Listed records -
= = = = =
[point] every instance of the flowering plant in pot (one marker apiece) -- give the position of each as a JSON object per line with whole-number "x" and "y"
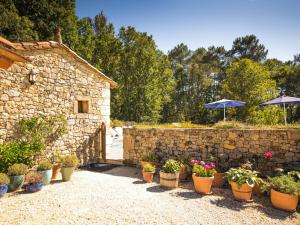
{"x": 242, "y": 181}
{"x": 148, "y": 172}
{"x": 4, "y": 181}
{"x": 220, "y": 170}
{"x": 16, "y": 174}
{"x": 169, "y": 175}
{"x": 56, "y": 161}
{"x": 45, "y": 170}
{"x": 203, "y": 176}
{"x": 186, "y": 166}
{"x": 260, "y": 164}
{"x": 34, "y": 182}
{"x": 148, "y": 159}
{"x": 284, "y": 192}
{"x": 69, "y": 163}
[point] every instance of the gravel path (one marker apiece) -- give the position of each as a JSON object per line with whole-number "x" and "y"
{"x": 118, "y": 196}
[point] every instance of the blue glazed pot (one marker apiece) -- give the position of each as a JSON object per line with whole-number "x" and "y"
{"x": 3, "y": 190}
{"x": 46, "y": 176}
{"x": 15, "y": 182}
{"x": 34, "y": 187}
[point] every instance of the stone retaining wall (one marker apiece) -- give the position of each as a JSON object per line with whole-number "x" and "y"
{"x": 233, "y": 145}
= = = = =
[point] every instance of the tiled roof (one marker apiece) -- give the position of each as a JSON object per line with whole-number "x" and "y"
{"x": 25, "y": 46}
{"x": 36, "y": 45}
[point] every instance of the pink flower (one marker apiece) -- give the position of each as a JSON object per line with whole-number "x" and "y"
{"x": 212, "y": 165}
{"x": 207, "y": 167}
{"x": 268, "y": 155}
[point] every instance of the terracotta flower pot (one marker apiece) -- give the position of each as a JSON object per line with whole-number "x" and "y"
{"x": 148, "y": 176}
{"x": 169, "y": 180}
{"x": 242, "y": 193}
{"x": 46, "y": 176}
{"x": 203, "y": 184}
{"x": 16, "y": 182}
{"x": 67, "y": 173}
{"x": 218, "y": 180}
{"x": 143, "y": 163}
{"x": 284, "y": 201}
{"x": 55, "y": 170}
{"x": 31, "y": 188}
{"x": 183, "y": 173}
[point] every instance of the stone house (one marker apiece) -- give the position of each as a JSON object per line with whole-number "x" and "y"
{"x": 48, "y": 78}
= = = = =
Requirement - Which lines in the data contain the string "stone"? List each of them in full, and count only matches in the same case.

Result of the task -
[point] every instance of the stone retaining wall (one marker apiece) -- give the position of each as a JSON object per line with whole-number "x" and "y"
[point] every instance of the stone house (one marker apiece) -- give the position of each as a JSON object per line with whole-number "x" and "y"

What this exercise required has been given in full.